Text:
If you compiled a list of nutrients the body could not live without, phosphorus could certanly be near the top. Although its main function is building strong bones and teeth, this mineral is needed by virtually every cell in the body. Fortunately, the chance of deficiency is very small.
What it is
Phosphorus is the second most abundant mineral in the body (after calcium), and up to 680 grams of it are found in the average person. Although 85% of this mineral is concentrated in the bones and teeth, the rest is distributed in the blood and various organs, including the heart, kidneys, brain and muscles.
Phosphorus interacts with a variety of other nutrients, but its most constant companion is calcium. In the bones, the ratio of calcium to phosphorus is around 2:1. In other tissues, however, the ratio of phosphorus is much higher.
What it does
There’s hardly a biological or cellular process that does not, directly or indirectly, involve phosphorus. In some instances, the mienral works to protect cells, strengthening the membranes that surround them. In other cases, it acts as a kind of biological escort, helping a variety of nutrients, hormones and chemicals to do their jobs.
There’s also evidence that phosphorus helps to activate the B-vitamins, enabling them to provide all their benefits.
One of the most important functions of phosphorus is to team up with calcium to build bones and help to maintain a healthy, strong skeleton. The phosphorous-calcium partnership is also crucial for strengthening the teeth and keeping them strong. In addition, phosphorus joins with fats in the blood to make compounds called phospholipids, which, in turn, play structural and metabolic roles in cell membranes throughout the body.

The data:
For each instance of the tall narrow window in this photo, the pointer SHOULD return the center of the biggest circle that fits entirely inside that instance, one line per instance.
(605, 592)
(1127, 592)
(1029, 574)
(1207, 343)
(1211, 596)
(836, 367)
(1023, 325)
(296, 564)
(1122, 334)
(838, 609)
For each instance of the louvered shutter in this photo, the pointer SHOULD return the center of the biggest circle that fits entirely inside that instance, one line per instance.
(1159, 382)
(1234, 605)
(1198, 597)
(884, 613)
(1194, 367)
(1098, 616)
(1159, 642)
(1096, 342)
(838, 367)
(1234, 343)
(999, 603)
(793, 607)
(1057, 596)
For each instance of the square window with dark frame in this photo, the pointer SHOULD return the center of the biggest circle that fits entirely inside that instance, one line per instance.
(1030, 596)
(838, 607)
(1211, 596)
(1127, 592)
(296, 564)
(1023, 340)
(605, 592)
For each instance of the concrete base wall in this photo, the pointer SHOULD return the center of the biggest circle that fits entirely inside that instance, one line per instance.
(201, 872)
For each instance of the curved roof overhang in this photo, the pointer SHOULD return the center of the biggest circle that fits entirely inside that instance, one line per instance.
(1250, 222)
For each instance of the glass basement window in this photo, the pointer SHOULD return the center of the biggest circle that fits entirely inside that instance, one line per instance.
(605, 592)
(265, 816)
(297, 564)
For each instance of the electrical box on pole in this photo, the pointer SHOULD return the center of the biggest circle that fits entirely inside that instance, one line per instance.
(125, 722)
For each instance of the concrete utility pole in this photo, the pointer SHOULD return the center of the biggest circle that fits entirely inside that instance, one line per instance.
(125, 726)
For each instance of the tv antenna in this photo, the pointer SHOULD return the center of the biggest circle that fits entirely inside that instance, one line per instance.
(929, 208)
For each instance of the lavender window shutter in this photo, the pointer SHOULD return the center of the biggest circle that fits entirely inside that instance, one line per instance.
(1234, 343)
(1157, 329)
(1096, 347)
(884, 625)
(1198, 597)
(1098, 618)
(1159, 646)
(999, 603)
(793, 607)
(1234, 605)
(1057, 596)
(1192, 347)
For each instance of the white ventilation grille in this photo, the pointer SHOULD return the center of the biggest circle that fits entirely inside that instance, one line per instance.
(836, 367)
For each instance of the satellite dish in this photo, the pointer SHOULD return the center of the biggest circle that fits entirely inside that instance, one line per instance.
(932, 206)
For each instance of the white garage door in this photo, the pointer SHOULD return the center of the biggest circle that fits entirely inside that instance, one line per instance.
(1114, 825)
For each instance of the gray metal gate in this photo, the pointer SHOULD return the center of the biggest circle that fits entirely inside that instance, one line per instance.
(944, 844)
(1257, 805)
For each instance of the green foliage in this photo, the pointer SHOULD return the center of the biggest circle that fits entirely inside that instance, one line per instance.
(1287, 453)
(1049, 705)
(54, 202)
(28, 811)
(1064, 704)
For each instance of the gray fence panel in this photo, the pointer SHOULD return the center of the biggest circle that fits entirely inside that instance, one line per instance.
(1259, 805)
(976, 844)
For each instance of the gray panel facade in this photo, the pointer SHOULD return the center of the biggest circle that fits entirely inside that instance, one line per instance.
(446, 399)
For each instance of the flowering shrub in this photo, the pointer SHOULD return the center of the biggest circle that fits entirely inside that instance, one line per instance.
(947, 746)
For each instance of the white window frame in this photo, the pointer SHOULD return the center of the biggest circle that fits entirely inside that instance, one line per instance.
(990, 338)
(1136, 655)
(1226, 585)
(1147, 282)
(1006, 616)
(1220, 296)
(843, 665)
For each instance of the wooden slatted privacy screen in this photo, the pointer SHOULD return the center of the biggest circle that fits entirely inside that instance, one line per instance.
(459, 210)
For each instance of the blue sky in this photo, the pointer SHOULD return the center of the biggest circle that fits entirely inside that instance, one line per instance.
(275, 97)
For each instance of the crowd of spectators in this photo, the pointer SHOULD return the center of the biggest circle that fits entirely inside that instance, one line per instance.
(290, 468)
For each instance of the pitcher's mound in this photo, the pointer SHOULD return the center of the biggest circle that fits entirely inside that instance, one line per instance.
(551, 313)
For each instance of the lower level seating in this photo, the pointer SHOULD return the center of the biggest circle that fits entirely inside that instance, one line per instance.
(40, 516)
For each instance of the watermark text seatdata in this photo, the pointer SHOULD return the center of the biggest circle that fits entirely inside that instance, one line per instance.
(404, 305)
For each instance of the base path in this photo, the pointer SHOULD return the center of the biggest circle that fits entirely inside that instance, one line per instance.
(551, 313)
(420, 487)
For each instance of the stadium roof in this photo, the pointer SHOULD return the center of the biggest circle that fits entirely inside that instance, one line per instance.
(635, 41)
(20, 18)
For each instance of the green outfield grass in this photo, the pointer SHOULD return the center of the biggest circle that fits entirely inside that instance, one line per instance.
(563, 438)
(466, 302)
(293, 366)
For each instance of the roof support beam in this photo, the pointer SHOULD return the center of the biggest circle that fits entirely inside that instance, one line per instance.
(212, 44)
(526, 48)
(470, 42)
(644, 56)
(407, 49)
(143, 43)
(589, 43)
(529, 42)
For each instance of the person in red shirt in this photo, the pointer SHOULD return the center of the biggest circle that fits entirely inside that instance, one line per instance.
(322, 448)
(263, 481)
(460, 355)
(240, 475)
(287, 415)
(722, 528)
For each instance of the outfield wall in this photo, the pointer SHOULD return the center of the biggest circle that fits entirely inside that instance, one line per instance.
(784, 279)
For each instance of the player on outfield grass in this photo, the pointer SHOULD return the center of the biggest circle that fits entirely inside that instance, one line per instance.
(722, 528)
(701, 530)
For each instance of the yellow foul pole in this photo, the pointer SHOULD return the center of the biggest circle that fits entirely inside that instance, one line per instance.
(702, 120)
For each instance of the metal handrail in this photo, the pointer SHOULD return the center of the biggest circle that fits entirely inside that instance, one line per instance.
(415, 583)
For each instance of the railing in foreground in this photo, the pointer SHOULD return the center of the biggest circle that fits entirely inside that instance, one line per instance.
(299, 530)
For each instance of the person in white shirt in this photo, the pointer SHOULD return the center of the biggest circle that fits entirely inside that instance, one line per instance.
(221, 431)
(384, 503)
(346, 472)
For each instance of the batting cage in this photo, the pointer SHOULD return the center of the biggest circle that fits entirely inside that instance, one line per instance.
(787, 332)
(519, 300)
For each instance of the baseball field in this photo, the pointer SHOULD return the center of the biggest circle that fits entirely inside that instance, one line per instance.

Problem to solve:
In the text on phosphorus:
(a) Which mineral is more abundant in the body than phosphorus?
(b) What is the ratio of calcium to phosphorus in the bones?
(c) What compounds does phosphorus make when it joins with fats in the blood?

Exercise result:
(a) Calcium.
(b) Around 2:1.
(c) Phospholipids.